[Named object pointing entries]
»»
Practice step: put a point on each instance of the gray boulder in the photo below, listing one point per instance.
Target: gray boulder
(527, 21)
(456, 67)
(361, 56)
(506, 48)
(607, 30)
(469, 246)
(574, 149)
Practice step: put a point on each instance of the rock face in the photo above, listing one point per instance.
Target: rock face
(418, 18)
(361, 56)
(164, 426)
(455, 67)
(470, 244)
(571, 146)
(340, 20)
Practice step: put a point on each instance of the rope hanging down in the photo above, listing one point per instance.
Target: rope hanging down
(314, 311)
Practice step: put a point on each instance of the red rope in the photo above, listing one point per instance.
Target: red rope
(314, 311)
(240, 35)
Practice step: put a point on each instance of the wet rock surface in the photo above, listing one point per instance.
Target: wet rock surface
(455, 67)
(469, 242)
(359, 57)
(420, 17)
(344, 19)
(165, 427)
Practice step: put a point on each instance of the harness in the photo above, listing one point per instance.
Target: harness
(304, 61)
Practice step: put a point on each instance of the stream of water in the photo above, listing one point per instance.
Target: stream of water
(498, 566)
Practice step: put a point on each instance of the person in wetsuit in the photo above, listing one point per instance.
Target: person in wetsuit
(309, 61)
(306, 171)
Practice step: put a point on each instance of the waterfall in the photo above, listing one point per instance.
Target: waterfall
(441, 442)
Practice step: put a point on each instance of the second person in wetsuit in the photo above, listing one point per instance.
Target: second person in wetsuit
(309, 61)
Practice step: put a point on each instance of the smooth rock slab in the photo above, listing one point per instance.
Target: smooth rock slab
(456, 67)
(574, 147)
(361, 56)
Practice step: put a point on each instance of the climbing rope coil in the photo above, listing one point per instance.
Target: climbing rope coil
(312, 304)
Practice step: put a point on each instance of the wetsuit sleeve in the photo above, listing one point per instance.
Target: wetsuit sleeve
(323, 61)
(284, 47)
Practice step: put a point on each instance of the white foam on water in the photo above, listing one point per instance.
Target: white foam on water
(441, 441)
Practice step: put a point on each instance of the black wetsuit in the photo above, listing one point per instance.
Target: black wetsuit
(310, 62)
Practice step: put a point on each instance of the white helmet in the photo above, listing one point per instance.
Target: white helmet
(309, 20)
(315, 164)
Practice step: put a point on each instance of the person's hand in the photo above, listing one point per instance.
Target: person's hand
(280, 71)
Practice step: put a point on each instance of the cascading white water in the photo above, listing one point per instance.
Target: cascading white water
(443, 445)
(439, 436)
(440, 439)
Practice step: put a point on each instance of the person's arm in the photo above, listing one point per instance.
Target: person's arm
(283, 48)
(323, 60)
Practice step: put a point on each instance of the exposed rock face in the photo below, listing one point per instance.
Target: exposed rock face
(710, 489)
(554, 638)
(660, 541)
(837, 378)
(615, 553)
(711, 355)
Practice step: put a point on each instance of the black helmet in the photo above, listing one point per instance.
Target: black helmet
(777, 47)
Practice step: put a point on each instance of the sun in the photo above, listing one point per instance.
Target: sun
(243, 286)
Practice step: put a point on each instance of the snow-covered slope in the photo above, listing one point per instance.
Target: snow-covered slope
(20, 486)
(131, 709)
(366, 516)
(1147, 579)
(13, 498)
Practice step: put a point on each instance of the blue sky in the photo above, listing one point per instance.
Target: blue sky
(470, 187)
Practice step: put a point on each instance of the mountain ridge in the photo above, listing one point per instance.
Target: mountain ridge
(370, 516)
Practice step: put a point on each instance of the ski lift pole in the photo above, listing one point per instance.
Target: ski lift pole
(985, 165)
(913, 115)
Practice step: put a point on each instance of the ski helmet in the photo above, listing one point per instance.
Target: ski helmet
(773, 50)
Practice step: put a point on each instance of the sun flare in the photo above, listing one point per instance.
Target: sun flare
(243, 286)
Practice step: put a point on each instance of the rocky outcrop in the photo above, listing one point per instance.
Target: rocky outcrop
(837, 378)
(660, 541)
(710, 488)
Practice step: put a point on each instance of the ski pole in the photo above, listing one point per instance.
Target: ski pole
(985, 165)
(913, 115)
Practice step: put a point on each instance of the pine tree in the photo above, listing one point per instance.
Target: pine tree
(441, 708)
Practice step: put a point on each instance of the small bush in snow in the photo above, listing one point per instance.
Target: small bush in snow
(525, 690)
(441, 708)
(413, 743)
««
_Exercise objective_
Return the full listing, character for character.

_Answer for this exercise_
Practice step: put a point on each instance of the gray boulder in the photo below, listing one point per instance.
Target: gray boulder
(527, 21)
(456, 67)
(361, 56)
(506, 48)
(607, 30)
(469, 246)
(574, 149)
Practice step: put a point on each instance of the rock face in the photo above, listing one point per instance.
Target: rock face
(418, 18)
(361, 56)
(164, 426)
(455, 67)
(470, 244)
(571, 146)
(340, 20)
Practice step: put a point on each instance of the rope hanging down in the photo above, listing one point per instance.
Target: rope hanging down
(314, 311)
Practice step: put a point on each instance of the red rope in the photo above, listing one point per instance.
Target: red rope
(314, 311)
(240, 35)
Practice step: put a point on each instance of the wet rock surface in the photo above, listing one point per instance.
Target: wet rock surface
(455, 67)
(469, 242)
(359, 57)
(420, 17)
(344, 19)
(165, 427)
Practice step: put a point on each instance of the harness in the photo above, listing one point per instance.
Target: harness
(304, 61)
Practice step: put a point on each instance of the stream of water in the photo above, listing one point per instance.
Target: stream of water
(498, 566)
Practice step: put a point on each instance of the person in wetsuit in the photo above, listing one point per instance.
Target: person in wetsuit
(309, 61)
(306, 171)
Practice step: put a point on each instance of the waterfall in the photo above, listing one point per instance.
Target: waterfall
(441, 442)
Practice step: put a point on each instance of the second person in wetsuit in the photo above, listing one point per instance.
Target: second person in wetsuit
(309, 61)
Practice step: put a point on each instance of the smooth rock slab in the photo above, listing one point per instance.
Target: smooth rock slab
(456, 67)
(574, 147)
(361, 56)
Practice step: put a point on each instance of the climbing rope coil in the photo above, listing one point per instance.
Target: climbing rope coil
(312, 304)
Practice step: put a point on each instance of the wetsuit sleeve in the photo above, listing one point per instance.
Target: wetsuit sleeve
(323, 61)
(284, 47)
Practice step: put a point on each instance of the white foam on water in the photo above, listing one point per instance.
Target: white foam on water
(441, 441)
Practice step: put a point on each instance of the black wetsuit in the photo above, listing one point per instance.
Target: black wetsuit
(310, 62)
Practice step: put a point on each instance of the white helmet in the photo above, listing one point per instance.
Target: white helmet
(309, 20)
(315, 164)
Practice step: put a point on each instance of the person's hand in the photo above, listing one point per instance.
Target: person's hand
(280, 71)
Practice step: put a point on each instance of the cascading white water in the photo above, listing one point per instance.
Target: cascading white water
(443, 445)
(439, 436)
(440, 439)
Practice step: put a point on each instance of the person's arm in the photo above, listing one point per instance.
Target: person's arm
(283, 48)
(323, 60)
Practice step: put a point on each instance of the exposed rock face in the photo below, listing one point per instance.
Target: exposed rock face
(710, 489)
(554, 638)
(660, 541)
(837, 378)
(615, 553)
(711, 355)
Practice step: put a point on each instance of the black helmet in the photo above, listing one point per instance.
Target: black helmet
(777, 47)
Practice step: put a point on each instance of the sun in the photo above, listing one point per instance.
Target: sun
(243, 286)
Practice step: put a point on each instance of the snow-covered slope in the photo above, listing one point per instance.
Target: snow-covered slope
(20, 486)
(131, 709)
(366, 516)
(1147, 579)
(13, 498)
Practice step: put a point on each instance of the blue sky in the photo above, listing one point per instance.
Target: blue sky
(470, 187)
Practice step: put a point on each instance of the mountain ridge in the photo above, listing one point per instance.
Target: mountain ridge
(370, 516)
Practice step: put a point on each instance of the ski lift pole in the photo above, listing one point per instance.
Target: ski lift pole
(985, 165)
(913, 115)
Practice step: put a point on each instance of the ski helmet in the photo above, listing one point per instance.
Target: ski helmet
(773, 50)
Practice step: put a point on each instance of the sun flare in the photo above, listing one point per instance.
Target: sun flare
(243, 286)
Practice step: put a point on each instance of the rocky outcrop in the photo above, listing one point per instance.
Target: rocky outcrop
(837, 378)
(660, 541)
(710, 488)
Practice step: put a point on each instance of the ski pole in the photo above, listing one point per instance.
Target: ski pole
(985, 165)
(913, 115)
Practice step: put a point on each instance of the pine tree in the photo above, listing one point per instance.
Target: pine tree
(441, 708)
Practice step: put a point on each instance of the small bush in snow in the photo above, listing one point per instance.
Target: small bush in snow
(525, 690)
(441, 708)
(413, 743)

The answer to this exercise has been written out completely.